Directions
Would you reproduce the complete "Taking on the Monopoly" piece below, word for word?

Selected excerpt
******

Taking on the Monopoly
Robert Alt
June 1, 1998
Last week, investors and the courts took major steps to break up one of the largest monopolies in the United States. The monopoly in question has over 90% market control, has stifled innovation, raised consumer prices, and decreased the quality of services provided. Confronted with last week’s court loss and increasing opposition from industry, advocates of the recalcitrant leviathan pledged to appeal the decision, and argued that if they only increased prices, they could increase quality, and eliminate the perceived need for competition. Who would dare make such a statement? It’s not Microsoft—it’s public education.
Convinced of the need for real competition, investment banker Ted Forstmann and Wal-Mart heir John Walton announced last week the creation of the Childrens Scholarship Fund (CSF), a $200 million program to help more than 50,000 underprivileged public school students nationwide attend private school. Their announcement came on the eve of a decision by the Wisconsin Supreme Court ruling Milwaukee’s taxpayer funded school voucher constitutional.

******

The data
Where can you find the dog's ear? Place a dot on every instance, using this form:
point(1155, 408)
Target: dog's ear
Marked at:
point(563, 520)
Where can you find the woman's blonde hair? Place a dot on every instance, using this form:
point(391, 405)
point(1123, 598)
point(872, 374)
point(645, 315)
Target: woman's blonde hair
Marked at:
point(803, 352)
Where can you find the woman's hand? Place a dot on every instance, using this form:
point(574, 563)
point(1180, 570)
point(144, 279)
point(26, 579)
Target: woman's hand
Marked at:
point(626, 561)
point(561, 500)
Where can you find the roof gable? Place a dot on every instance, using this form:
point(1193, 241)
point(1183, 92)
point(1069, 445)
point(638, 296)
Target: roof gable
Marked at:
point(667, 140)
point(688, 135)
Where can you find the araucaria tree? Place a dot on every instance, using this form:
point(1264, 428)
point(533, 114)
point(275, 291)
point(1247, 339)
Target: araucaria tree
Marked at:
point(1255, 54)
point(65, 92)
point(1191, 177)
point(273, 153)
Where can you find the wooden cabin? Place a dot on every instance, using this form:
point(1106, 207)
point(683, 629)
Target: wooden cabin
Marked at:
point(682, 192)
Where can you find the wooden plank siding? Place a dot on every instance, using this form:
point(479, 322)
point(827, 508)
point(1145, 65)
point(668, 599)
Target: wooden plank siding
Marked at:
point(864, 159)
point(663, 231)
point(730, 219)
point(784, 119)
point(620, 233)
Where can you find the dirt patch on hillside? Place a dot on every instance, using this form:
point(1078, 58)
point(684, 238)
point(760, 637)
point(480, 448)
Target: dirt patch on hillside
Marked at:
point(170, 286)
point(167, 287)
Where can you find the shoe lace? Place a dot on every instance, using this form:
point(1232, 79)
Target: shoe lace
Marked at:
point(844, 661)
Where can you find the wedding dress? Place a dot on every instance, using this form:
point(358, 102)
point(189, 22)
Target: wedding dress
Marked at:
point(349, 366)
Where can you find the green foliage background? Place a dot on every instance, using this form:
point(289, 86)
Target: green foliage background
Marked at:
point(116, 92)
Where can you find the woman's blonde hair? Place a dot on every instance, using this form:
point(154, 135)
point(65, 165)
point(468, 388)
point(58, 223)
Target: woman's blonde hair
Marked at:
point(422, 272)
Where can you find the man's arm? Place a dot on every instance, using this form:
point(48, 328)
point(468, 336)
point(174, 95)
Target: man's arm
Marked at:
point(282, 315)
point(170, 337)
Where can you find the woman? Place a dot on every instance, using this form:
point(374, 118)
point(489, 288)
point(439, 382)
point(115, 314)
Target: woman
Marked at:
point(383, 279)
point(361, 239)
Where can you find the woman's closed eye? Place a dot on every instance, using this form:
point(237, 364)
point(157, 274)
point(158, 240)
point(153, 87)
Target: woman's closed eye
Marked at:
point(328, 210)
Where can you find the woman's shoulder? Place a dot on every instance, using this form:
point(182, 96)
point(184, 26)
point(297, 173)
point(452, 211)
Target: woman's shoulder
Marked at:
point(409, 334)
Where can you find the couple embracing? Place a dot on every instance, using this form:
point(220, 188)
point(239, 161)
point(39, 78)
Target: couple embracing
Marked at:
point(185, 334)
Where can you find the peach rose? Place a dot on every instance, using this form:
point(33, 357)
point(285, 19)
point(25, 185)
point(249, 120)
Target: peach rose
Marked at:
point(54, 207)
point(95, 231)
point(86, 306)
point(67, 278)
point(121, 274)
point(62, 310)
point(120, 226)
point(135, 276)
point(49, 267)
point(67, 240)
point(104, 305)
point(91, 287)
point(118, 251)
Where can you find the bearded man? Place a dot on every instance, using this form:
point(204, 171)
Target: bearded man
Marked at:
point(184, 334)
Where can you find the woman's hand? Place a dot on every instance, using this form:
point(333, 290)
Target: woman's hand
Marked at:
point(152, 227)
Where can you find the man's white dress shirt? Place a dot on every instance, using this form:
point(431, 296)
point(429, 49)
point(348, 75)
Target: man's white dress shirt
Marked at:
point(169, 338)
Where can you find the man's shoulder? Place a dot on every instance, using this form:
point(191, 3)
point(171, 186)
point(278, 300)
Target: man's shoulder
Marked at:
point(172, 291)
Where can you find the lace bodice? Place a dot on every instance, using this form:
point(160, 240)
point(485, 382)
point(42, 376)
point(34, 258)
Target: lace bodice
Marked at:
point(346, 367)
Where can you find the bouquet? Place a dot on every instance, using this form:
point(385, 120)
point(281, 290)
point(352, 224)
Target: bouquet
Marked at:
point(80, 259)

******

Answer to the exercise
Taking on the Monopoly
Robert Alt
June 1, 1998
Last week, investors and the courts took major steps to break up one of the largest monopolies in the United States. The monopoly in question has over 90% market control, has stifled innovation, raised consumer prices, and decreased the quality of services provided. Confronted with last week’s court loss and increasing opposition from industry, advocates of the recalcitrant leviathan pledged to appeal the decision, and argued that if they only increased prices, they could increase quality, and eliminate the perceived need for competition. Who would dare make such a statement? It’s not Microsoft—it’s public education.
Convinced of the need for real competition, investment banker Ted Forstmann and Wal-Mart heir John Walton announced last week the creation of the Childrens Scholarship Fund (CSF), a $200 million program to help more than 50,000 underprivileged public school students nationwide attend private school. Their announcement came on the eve of a decision by the Wisconsin Supreme Court ruling Milwaukee’s taxpayer funded school voucher constitutional.